The film about Maradona that’s not about Maradona
THE HAND OF GOD turns an infamous goal into a sweeping, semi-autobiographical love letter to adolescence
FOR ENGLAND FANS, Diego Maradona is best known for the ‘hand of God’: the phrase he used to describe his disputed goal against England that led Argentina to their 1986 World Cup quarterfinal win. For fans of SSC Napoli, Maradona is a god-like figure who turned around the fortunes of the club and city. For Italian director Paolo Sorrentino, he was all that — and more.
“Maradona saved my life,” Sorrentino says, earnestly.
“Maybe by coincidence.
Maybe because of religious stuff.” He’s not being metaphorical. When
Sorrentino was 16, he travelled to Tuscany to watch Maradona play for Naples.
His parents stayed at home, where an accidental carbon monoxide leak killed them both; had Sorrentino not made the pilgrimage to see his hero, he would have died, too. “The movie says exactly this.”
The movie is The Hand Of God, Sorrentino’s ninth and most personal film; the title poetically takes the name of that cheeky handball and extrapolates divine intervention, with a semifictionalised version of the filmmaker (played by newcomer Filippo Scotti) also experiencing the death of his parents — but not before we hear Maradona’s name chanted throughout the streets of Naples, his 1980s arrival in the city generating unprecedented excitement. He was, Sorrentino says, always more than a footballer.

+ + + + + + +

Exercise directions
Continue the article about Sorrentino's film The Hand of God, picking up after its last sentence.

Records in a dataset:

+ + + + + + +

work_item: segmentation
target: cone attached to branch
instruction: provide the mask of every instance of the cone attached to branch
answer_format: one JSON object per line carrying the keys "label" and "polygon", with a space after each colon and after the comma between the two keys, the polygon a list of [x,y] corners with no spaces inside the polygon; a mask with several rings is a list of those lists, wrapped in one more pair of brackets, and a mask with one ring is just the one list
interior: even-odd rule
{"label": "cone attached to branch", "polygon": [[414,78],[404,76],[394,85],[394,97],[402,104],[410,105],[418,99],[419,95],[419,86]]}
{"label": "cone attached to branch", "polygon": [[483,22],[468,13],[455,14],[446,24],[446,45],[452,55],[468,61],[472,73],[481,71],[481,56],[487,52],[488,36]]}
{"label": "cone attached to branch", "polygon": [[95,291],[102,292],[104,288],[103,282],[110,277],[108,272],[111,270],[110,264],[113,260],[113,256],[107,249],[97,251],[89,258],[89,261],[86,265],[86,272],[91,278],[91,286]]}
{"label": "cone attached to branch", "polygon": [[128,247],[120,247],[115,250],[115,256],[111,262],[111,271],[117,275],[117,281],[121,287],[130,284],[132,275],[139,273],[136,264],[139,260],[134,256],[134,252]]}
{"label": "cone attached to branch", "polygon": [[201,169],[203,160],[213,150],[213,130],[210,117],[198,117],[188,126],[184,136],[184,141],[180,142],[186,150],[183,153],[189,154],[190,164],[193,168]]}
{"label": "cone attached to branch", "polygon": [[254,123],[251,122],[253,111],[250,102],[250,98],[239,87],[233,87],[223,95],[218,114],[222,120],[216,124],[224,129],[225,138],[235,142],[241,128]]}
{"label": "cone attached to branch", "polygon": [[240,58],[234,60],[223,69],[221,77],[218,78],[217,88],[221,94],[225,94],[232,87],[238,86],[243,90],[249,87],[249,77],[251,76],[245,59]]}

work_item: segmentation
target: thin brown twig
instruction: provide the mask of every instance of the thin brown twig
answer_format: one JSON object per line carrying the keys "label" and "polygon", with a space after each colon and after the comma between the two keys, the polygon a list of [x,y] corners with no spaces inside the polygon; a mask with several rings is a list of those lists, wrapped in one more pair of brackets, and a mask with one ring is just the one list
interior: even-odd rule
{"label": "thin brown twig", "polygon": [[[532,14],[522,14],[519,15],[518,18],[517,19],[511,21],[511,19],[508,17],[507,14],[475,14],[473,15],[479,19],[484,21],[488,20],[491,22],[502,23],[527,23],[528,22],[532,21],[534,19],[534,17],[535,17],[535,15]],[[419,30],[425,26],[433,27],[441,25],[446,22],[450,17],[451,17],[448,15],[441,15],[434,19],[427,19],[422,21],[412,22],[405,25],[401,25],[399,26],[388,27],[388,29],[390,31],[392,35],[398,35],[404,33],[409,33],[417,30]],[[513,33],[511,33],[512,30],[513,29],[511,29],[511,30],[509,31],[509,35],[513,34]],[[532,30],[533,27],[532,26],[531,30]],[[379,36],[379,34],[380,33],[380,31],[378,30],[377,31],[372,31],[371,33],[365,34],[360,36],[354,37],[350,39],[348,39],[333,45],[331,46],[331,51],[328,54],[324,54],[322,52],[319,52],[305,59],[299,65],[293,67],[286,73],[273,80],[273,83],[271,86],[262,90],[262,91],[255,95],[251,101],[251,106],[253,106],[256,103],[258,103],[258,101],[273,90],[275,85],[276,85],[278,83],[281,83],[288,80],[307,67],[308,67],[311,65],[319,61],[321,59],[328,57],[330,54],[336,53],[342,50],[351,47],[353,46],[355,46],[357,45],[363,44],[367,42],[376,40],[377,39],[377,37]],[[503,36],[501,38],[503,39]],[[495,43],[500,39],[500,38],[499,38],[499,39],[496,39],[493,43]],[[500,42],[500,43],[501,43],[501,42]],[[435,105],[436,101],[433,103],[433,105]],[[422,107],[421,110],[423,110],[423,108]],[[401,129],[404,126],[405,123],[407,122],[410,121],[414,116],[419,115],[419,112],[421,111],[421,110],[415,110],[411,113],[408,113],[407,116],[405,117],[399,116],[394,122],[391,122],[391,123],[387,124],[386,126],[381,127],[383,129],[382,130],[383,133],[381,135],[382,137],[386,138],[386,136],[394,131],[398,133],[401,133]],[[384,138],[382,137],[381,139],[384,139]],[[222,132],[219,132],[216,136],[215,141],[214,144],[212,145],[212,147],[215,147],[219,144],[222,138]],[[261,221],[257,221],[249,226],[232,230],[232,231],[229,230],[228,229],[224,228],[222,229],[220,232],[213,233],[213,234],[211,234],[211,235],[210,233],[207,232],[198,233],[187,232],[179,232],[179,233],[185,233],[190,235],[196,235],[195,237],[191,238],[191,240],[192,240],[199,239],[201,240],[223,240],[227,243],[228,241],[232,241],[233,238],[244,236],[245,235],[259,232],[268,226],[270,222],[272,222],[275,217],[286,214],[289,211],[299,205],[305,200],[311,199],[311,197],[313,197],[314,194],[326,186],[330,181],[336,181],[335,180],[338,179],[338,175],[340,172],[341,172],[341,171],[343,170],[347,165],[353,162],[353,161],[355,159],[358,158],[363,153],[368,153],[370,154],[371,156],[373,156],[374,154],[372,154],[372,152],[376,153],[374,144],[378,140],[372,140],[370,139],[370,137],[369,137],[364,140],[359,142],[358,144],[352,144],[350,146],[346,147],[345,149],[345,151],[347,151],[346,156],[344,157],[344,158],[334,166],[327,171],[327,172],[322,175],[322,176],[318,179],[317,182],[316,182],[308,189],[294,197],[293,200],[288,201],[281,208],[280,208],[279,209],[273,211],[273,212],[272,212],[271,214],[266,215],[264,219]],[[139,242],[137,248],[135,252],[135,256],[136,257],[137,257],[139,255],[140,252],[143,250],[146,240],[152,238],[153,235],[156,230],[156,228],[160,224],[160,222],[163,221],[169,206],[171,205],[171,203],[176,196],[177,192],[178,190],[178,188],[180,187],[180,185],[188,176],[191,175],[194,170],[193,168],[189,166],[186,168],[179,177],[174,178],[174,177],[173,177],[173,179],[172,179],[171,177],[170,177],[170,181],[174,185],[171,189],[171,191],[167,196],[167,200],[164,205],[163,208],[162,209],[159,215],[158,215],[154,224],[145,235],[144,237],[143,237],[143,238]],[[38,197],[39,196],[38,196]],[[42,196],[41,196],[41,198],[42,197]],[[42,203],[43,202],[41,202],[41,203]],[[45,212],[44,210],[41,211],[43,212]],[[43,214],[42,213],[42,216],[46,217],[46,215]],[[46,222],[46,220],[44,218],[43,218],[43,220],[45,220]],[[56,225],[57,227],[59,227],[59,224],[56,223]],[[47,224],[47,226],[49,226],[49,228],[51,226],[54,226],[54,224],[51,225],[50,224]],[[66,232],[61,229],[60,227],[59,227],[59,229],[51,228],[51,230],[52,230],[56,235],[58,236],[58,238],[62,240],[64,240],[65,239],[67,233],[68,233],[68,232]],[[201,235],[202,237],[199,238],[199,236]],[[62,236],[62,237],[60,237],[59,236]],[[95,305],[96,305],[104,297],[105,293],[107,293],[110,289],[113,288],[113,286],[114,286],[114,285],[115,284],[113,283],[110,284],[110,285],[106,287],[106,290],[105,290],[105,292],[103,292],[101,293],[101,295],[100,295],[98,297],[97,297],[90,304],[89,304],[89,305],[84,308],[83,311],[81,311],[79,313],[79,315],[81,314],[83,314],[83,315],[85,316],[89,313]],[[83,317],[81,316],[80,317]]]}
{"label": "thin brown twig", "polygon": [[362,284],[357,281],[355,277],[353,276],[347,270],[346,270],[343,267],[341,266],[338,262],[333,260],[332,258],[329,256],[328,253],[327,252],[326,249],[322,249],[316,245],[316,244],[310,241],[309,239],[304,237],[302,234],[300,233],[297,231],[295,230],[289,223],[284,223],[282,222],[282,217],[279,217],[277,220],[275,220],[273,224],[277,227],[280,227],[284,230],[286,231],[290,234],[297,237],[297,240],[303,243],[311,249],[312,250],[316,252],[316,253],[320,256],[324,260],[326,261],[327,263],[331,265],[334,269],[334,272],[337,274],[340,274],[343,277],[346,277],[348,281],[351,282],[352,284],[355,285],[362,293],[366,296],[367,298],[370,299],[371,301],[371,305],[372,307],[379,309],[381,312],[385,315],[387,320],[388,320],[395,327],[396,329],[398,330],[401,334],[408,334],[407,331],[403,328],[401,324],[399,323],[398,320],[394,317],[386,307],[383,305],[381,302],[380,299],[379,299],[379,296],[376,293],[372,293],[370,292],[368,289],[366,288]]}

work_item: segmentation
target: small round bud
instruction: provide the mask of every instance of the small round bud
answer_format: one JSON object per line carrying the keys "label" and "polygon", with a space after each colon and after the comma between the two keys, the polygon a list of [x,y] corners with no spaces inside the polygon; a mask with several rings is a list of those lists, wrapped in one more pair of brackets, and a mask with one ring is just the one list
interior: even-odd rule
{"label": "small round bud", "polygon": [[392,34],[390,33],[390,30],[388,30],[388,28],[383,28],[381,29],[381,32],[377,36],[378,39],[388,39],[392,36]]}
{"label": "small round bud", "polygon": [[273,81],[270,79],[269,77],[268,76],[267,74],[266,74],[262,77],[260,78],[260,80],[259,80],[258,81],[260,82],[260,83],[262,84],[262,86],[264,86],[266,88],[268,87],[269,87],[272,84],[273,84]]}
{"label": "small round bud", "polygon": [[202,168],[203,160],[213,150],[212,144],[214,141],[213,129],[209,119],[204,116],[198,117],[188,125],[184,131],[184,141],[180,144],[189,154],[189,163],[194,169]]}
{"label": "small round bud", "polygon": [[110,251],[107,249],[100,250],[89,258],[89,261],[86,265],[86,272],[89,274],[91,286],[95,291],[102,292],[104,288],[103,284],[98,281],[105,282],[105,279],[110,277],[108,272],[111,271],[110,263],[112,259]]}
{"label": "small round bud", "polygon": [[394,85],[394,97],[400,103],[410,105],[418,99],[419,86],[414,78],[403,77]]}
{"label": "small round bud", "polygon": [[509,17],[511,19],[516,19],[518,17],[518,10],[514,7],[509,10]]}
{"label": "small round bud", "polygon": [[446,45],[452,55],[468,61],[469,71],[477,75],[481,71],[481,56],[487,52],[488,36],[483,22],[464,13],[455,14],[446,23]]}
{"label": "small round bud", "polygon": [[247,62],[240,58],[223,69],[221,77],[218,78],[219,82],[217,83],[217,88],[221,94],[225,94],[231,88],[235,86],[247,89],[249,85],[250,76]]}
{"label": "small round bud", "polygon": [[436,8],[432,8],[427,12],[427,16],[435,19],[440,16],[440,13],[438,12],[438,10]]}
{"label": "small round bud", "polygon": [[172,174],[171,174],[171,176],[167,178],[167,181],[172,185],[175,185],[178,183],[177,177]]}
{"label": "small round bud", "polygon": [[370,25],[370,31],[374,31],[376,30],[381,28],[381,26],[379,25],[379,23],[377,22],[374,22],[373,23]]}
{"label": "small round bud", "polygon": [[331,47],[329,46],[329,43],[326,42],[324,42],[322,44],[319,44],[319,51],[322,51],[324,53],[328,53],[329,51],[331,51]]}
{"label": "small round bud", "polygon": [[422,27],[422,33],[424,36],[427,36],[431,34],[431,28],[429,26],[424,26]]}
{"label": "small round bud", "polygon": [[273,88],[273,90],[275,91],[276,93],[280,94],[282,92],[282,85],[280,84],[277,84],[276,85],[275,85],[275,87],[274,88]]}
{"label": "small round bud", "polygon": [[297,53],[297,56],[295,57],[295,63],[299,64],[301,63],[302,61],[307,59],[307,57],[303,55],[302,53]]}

+ + + + + + +

Result
“He was very important at that time for our city,” Sorrentino explains. “In the early ’80s, Naples was a city stressed economically by an earthquake. There was a war between the criminal gangs. The Neapolitan people were scared to go out in the evening. There was a dark environment, and the coming of Maradona was a sort of liberation for us. I was 14 years old when he arrived in 1984. Football changed our perception of life.” Though only occasionally glimpsed on
TV screens in the background, the footballer is all over The Hand Of God, from the title and beyond. “For me, he was a big inspiration,” Sorrentino continues, “because I grew up in a family where there were not books or cinema. Maradona was my first opportunity to be in contact with something that looks like a heart.” The intense passion, joy and heartbreak associated with the player inspired Sorrentino to explore filmmaking as a career, as also seen with the proxy character in the film. “It was probably my first inspiration to become a director, what was happening every Sunday on the field.”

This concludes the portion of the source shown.